## WORK ORDER:
Repeat nothing but the lines below running from the one containing "Need: a marker for each instance of the weeds" to the one containing "Target: small brown frog". Keep both end lines.

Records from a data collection
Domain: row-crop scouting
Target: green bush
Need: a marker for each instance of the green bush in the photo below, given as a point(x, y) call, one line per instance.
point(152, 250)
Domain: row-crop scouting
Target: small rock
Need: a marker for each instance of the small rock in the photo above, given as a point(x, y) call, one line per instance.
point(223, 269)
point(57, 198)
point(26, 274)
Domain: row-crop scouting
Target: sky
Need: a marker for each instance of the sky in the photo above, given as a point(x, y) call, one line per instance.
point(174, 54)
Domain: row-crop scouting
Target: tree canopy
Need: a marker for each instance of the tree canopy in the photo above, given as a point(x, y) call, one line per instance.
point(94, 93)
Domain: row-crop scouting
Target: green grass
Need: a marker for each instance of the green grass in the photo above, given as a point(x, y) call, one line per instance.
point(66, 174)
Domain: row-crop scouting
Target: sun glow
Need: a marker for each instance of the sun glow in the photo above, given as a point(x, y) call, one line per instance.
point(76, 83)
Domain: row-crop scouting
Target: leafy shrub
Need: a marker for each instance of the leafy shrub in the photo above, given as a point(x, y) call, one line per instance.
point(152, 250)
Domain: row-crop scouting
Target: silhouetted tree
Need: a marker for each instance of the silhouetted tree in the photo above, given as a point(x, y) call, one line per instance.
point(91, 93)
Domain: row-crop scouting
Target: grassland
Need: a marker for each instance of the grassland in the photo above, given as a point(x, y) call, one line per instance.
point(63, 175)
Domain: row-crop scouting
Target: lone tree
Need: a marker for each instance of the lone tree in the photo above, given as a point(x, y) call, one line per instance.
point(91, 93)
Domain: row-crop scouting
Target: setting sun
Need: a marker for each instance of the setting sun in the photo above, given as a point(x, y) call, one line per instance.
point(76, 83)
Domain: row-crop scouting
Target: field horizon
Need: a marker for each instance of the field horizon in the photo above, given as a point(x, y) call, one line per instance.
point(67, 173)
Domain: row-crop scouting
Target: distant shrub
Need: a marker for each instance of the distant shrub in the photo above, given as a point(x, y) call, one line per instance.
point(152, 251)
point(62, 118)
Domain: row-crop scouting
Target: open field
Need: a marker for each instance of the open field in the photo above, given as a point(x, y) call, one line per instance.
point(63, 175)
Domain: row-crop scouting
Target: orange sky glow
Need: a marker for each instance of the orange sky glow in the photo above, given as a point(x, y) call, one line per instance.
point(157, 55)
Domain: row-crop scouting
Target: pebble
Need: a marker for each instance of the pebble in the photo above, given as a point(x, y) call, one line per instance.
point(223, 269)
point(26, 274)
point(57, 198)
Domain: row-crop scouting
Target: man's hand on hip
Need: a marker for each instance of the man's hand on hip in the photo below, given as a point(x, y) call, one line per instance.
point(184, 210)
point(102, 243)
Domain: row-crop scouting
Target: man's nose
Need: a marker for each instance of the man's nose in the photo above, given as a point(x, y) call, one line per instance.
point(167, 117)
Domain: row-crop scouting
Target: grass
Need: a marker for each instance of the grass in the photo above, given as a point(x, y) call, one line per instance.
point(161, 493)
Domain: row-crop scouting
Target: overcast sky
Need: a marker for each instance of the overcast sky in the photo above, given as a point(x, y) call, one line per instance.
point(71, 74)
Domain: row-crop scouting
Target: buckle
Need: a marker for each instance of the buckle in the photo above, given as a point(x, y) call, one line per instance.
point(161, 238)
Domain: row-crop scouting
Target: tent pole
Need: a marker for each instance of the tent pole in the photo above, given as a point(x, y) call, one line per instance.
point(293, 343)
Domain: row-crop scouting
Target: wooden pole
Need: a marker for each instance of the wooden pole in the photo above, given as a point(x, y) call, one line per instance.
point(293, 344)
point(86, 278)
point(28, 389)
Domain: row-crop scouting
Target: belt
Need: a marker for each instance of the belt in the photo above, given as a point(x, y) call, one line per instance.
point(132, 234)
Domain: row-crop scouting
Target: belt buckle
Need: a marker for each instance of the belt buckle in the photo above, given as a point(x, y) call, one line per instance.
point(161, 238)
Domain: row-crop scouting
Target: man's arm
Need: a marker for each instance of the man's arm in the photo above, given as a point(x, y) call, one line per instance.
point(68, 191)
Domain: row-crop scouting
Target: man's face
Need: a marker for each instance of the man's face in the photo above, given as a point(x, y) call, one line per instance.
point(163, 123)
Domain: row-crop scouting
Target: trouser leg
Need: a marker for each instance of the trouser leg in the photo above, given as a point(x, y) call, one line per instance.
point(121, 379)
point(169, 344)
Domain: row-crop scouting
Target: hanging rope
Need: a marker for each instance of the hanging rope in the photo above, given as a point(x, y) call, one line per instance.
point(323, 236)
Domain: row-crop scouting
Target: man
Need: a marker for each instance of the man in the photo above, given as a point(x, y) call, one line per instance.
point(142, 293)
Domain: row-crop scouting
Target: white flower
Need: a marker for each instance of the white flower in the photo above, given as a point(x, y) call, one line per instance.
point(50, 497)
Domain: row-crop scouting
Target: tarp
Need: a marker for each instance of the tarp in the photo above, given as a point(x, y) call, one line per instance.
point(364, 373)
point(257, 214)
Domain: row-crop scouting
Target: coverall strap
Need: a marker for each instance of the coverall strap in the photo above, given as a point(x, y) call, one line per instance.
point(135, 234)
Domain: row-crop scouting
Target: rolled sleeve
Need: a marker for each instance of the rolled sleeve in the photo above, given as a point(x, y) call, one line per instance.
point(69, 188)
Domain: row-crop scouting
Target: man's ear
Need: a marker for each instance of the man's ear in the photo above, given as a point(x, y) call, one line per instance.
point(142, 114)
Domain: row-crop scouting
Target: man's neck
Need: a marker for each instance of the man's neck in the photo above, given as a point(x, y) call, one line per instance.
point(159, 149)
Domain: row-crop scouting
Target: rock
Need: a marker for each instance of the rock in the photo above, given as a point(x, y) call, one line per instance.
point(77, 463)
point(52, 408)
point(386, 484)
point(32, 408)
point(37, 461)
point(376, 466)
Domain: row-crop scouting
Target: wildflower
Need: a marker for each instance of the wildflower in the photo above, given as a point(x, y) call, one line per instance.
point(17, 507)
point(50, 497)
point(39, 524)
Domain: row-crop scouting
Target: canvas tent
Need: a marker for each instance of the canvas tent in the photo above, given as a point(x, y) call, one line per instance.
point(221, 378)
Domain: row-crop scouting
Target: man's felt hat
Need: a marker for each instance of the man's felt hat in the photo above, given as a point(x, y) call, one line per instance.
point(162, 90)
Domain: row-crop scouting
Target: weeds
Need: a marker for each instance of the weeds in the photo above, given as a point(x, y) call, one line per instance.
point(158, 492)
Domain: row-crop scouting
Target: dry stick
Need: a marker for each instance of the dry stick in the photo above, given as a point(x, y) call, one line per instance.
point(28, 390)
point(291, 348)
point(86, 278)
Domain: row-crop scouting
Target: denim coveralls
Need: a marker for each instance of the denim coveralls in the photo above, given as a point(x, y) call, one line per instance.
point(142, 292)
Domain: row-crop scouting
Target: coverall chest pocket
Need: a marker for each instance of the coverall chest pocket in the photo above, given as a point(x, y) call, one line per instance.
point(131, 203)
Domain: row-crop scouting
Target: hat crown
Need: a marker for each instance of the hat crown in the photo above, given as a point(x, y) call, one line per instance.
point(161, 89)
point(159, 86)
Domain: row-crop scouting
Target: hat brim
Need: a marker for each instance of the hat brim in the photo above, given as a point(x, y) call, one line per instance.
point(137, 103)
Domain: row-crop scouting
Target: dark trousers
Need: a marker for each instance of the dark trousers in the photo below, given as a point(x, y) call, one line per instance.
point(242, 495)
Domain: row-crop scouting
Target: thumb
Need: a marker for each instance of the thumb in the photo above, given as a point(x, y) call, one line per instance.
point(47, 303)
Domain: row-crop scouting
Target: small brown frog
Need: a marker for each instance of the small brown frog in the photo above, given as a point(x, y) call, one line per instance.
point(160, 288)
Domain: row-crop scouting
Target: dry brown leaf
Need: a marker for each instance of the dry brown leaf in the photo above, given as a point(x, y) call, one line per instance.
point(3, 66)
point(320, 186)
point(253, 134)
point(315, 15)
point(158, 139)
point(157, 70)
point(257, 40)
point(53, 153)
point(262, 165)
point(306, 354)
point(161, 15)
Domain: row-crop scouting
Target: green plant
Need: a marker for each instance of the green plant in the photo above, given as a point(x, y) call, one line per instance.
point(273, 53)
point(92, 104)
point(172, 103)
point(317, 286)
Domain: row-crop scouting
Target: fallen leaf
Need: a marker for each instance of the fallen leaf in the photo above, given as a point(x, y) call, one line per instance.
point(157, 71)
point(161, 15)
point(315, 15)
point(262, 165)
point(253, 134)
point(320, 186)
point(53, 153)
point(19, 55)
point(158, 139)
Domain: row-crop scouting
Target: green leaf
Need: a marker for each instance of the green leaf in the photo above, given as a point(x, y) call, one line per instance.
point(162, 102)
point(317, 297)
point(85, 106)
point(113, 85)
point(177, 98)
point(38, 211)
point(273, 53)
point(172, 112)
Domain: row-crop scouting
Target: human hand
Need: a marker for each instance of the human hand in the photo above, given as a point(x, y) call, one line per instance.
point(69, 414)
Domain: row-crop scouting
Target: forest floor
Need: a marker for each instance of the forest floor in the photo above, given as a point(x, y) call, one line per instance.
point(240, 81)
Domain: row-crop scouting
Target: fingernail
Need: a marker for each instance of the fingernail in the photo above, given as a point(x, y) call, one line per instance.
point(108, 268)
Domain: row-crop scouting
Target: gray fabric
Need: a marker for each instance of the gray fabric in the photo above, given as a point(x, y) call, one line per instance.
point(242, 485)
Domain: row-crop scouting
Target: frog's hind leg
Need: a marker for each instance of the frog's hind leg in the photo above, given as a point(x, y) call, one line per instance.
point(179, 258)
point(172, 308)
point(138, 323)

## YOUR SOLUTION:
Need: a marker for each instance of the weeds in the photo above, given as a point(x, y) call, one line per instance.
point(158, 492)
Domain: row-crop scouting
Target: dry stick
Need: a marker for each instance of the dry stick in the photo above, given as a point(x, y) call, one line per instance.
point(28, 390)
point(291, 348)
point(86, 278)
Domain: row-crop scouting
Target: denim coveralls
Need: a marker for each instance of the denim coveralls in the photo above, given as a point(x, y) call, one line per instance.
point(142, 292)
Domain: row-crop scouting
Target: coverall chest pocket
Need: a marker for each instance of the coverall chest pocket in the photo above, given as a point(x, y) call, one line per instance.
point(131, 203)
Domain: row-crop scouting
Target: hat crown
Need: a marker for each instance of the hat crown in the photo above, given as a point(x, y) call, one line per instance.
point(161, 89)
point(159, 86)
Domain: row-crop scouting
Target: hat brim
Need: a marker for each instance of the hat brim in the photo above, given as a point(x, y) call, one line per instance.
point(137, 103)
Domain: row-crop scouting
Target: dark trousers
Need: a marker for each instance of the dark trousers in the photo below, given as a point(x, y) call, one line per instance.
point(242, 495)
Domain: row-crop scouting
Target: thumb
Need: a marker for each instance of the thumb in the photo above, given as a point(x, y) call, one line per instance.
point(47, 303)
Domain: row-crop scouting
Target: small brown frog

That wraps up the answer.